Excerpt ::
# # # # #

Opinion
November 18, 1921.
Louis E. Felix, for the appellants.
Walter S. Doernberg, for the respondent.
This is an appeal from an order granting a peremptory writ of mandamus for the examination and inspection of the books and papers of the Dreyfuss Costume Corporation (hereinafter referred to as the corporation) and of the merchandise, fixtures and other assets thereof, to be had by the petitioner with a certified public accountant or his assistant.
The petition on which the writ was granted alleges that the corporation was organized October 21, 1919, under the name of David A. Dreyfuss, Inc., with a capital stock of $100,000 consisting of 1,000 shares of the par value of $100 each. On December 31, 1919, the name of the corporation was changed to the Dreyfuss Costume Corporation. It has been engaged in the dress business since November, 1919, and has its principal place of business at 16 East Thirty-third street, New York city. Pursuant to an agreement dated November 14, 1919, petitioner invested $5,000 in the corporation and became the owner and holder of 50 shares of its capital stock. At the same time one Martin M. Kahn invested $25,000 and became the owner and holder of 250 shares of the capital stock of the corporation. Under the terms of this agreement, to which the corporation and David A. Dreyfuss, its president, were parties, the individual parties thereto were given a probationary period of seven months from December 1, 1919, to decide whether they could successfully carry on the business of the corporation; Kahn and petitioner had the privilege of electing whether they would continue in the business of the corporation, and if either should decide to withdraw, upon the giving of the notice provided for in said agreement (which notice was to be given on or before May 1, 1920), the corporation agreed to repurchase the stock and pay to each the sum paid therefor, plus the profits, if any, earned by it. Dreyfuss guaranteed the repayment of the sums invested, plus the profits earned. Under this agreement, also, Dreyfuss was to receive an annual salary of $12,000 as director and officer of the corporation; Kahn, an annual salary of $2,600 as salesman; and petitioner, as manager of the manufacturing department of the corporation, was to be paid $6,500 per annum, of which $62.50 was to be paid weekly and the balance on the termination of the agreement. The agreement also provided that should the said individuals continue with the corporation after July 1, 1920, they were to be elected directors and officers of the corporation, and an adjustment of salaries was then to be had. Kahn severed his connection with the corporation in June, 1920, and his stock was repurchased by Dreyfuss at its par value, without any profits. Petitioner continued with the corporation until January, 1921, when as he alleges Dreyfuss directed him to leave the premises and the employ of the corporation.

# # # # #

Data records ::
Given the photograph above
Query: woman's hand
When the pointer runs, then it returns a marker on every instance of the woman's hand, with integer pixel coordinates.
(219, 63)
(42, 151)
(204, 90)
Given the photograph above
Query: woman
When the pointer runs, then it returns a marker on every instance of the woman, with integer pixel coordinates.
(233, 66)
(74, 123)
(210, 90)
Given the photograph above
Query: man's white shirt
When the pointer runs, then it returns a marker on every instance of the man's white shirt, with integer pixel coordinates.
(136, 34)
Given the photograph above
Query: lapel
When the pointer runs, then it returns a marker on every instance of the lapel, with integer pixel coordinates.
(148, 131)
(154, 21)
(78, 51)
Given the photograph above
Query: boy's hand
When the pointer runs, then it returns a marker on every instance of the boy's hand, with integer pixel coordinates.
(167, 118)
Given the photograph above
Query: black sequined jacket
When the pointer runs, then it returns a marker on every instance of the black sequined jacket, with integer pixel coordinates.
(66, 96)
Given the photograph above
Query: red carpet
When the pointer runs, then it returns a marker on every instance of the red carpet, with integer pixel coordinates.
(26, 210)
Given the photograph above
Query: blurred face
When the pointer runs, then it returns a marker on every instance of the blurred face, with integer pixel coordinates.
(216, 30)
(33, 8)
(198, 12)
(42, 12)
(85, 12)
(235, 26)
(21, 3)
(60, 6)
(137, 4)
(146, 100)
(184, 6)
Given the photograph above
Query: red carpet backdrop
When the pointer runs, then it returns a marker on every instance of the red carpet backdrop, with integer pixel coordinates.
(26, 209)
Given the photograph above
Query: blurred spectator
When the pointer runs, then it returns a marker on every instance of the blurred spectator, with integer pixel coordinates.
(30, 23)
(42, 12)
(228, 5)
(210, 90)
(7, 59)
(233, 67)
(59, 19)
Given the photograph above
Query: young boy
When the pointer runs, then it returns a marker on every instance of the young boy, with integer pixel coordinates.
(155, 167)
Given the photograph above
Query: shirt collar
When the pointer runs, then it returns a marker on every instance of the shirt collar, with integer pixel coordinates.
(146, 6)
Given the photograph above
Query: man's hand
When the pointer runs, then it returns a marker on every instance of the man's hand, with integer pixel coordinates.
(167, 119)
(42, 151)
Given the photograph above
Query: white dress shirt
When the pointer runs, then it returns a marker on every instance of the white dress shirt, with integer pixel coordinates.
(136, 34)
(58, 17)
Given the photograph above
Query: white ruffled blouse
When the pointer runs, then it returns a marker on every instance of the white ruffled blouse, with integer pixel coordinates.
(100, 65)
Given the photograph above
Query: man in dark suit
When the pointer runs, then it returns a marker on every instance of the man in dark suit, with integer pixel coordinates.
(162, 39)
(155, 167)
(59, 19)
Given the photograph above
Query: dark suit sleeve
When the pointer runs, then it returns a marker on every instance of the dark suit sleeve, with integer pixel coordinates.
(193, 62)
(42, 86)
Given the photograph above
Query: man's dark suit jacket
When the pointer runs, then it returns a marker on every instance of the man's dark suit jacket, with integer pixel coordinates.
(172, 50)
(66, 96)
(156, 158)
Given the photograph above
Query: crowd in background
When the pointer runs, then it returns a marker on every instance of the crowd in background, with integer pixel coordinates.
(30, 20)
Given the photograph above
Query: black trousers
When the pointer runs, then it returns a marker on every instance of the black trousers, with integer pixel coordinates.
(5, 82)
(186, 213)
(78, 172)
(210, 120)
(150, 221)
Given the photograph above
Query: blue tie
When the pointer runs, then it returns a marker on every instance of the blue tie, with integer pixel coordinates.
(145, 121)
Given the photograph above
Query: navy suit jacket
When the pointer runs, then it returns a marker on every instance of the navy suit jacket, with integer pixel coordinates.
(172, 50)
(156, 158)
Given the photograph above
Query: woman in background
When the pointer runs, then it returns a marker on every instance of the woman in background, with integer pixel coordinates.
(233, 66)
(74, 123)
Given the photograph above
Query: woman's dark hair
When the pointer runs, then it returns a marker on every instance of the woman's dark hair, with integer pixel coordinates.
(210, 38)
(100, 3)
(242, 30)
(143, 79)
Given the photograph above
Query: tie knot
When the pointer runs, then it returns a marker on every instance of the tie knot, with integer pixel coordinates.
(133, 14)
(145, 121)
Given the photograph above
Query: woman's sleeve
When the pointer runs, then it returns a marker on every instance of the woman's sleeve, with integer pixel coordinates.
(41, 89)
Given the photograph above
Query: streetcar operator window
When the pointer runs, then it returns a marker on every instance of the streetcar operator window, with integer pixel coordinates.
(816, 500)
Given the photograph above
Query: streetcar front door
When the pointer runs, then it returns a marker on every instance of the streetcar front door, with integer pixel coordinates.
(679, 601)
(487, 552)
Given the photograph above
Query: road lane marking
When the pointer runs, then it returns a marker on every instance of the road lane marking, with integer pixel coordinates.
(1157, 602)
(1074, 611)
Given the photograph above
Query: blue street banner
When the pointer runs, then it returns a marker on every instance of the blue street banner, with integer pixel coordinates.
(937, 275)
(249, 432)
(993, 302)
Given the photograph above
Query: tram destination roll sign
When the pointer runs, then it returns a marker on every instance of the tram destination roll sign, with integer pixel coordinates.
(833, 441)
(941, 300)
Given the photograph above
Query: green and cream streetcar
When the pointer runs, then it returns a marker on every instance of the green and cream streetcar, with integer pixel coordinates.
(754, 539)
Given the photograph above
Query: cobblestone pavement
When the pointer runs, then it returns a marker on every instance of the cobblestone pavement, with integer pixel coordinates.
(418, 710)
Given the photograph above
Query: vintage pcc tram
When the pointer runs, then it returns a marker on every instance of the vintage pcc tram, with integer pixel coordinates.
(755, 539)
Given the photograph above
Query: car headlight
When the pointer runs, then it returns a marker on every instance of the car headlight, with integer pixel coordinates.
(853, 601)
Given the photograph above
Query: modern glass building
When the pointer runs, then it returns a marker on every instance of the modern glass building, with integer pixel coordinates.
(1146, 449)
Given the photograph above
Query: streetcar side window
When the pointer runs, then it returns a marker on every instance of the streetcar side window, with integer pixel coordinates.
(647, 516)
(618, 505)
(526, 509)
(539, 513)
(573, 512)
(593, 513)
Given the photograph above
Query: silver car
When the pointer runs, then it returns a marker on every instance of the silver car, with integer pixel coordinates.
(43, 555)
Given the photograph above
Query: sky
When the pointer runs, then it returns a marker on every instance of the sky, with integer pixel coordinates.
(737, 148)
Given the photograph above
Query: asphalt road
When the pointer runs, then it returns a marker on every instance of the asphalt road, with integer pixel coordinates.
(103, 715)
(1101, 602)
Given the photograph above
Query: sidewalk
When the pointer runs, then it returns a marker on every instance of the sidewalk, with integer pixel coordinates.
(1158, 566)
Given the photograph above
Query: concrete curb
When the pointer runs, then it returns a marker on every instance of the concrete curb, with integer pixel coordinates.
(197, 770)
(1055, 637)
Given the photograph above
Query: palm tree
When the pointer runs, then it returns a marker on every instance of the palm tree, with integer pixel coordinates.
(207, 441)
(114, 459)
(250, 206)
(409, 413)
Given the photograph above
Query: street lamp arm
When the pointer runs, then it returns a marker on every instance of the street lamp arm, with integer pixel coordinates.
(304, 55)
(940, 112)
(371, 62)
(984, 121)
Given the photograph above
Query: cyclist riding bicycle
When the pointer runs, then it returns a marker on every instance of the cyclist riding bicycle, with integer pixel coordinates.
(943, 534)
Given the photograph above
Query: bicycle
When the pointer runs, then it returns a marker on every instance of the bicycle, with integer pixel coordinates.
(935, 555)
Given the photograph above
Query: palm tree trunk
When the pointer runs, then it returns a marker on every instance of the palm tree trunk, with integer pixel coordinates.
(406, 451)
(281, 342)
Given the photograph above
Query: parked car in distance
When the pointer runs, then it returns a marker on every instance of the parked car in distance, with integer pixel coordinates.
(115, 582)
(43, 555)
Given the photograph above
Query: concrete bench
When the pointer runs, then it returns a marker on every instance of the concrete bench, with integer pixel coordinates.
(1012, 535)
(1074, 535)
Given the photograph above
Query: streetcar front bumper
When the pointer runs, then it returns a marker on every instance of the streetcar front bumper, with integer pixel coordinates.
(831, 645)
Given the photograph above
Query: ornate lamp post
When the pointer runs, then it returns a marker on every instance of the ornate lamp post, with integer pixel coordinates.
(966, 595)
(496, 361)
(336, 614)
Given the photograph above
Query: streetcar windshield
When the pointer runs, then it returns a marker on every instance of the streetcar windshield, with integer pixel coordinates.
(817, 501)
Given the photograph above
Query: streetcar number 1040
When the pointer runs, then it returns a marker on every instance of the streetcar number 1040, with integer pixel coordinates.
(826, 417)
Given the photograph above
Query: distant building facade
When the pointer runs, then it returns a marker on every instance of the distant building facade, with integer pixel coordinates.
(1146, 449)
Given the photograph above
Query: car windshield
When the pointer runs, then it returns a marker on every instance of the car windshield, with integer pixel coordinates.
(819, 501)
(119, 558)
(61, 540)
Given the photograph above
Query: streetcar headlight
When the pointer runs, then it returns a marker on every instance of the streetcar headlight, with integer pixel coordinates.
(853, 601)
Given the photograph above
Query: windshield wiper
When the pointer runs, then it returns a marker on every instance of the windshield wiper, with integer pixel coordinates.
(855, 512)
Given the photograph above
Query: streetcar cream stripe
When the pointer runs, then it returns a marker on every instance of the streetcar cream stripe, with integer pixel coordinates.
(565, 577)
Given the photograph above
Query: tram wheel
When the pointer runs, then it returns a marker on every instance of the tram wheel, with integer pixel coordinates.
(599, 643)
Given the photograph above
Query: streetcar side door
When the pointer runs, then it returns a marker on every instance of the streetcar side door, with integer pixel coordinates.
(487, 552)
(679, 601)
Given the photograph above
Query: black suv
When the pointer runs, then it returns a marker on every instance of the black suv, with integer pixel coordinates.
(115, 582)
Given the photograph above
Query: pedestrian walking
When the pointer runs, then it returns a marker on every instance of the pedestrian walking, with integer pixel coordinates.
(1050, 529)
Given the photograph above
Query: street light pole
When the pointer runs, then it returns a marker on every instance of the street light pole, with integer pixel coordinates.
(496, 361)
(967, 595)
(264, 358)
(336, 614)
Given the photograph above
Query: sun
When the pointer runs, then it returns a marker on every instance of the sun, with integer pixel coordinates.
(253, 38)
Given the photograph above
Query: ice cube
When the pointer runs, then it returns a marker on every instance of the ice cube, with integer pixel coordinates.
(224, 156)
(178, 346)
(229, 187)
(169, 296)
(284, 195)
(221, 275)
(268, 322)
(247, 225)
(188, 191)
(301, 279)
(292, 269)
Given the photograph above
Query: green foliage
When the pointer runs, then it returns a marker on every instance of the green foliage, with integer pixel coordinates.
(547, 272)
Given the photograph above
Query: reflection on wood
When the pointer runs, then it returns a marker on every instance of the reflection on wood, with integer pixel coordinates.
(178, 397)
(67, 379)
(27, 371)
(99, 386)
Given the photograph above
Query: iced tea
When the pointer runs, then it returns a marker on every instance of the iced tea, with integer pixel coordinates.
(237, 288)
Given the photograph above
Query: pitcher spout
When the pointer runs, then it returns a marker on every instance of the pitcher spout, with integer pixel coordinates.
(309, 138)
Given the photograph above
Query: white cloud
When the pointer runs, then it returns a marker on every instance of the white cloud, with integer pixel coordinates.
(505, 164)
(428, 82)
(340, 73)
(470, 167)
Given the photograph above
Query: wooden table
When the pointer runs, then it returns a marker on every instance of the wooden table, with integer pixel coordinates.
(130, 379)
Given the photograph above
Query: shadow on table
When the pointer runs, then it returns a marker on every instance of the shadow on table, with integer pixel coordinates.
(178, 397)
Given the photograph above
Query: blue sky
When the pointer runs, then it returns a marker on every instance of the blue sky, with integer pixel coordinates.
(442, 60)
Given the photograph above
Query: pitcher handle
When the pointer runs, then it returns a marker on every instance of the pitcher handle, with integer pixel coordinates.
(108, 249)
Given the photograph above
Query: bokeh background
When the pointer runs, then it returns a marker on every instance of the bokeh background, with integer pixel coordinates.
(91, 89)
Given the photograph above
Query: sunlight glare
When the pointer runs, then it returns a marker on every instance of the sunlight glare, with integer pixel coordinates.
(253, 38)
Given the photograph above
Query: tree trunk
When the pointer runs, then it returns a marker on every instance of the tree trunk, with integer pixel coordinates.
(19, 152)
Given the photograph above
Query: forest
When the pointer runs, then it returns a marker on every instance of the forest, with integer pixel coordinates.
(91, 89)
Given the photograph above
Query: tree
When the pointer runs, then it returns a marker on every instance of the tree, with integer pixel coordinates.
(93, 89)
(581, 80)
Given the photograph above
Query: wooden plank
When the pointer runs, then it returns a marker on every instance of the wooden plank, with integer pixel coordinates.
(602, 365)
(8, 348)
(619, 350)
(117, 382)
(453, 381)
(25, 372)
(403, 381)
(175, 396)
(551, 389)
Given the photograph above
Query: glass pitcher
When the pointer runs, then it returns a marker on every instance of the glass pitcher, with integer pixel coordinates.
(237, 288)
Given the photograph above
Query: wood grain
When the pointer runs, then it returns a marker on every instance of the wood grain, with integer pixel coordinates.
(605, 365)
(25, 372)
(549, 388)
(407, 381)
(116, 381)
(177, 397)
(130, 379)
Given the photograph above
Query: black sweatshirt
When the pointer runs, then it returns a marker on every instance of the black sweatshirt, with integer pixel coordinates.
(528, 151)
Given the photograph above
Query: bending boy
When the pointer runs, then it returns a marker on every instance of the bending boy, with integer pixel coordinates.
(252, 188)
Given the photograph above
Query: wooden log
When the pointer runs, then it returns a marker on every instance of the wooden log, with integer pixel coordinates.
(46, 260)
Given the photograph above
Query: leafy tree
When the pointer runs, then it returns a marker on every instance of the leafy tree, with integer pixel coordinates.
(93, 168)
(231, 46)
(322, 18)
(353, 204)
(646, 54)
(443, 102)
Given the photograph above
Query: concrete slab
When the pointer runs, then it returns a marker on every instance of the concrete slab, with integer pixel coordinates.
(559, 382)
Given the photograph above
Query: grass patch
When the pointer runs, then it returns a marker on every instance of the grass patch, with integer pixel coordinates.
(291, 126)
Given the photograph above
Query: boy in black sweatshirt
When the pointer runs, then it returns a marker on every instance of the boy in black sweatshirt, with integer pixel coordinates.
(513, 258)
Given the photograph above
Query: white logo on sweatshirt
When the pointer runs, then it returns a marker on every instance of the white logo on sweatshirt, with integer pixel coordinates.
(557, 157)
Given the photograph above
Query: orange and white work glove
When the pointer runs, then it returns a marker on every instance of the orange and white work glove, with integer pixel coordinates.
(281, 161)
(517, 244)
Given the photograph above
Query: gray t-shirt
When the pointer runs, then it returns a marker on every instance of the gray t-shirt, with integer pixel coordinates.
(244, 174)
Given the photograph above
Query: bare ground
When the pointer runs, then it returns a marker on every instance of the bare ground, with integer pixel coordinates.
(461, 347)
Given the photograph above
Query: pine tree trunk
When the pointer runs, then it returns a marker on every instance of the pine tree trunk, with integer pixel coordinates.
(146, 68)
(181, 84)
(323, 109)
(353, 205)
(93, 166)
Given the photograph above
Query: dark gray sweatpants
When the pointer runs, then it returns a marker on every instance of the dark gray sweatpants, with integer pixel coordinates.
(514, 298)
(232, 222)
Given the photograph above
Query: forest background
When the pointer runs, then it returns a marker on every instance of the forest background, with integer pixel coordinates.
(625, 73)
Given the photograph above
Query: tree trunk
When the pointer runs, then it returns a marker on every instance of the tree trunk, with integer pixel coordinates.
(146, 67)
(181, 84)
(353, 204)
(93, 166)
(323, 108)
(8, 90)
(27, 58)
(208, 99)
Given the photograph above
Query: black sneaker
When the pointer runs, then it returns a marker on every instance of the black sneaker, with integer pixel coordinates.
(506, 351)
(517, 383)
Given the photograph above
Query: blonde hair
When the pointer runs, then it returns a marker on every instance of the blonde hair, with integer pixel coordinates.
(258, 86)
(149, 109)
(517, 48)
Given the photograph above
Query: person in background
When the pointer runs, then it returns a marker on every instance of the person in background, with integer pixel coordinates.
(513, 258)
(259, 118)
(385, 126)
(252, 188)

# # # # #

Written problem ::
List every person named in the court opinion. The data are not needed here.

Task result ::
Louis E. Felix, Walter S. Doernberg, David A. Dreyfuss, Martin M. Kahn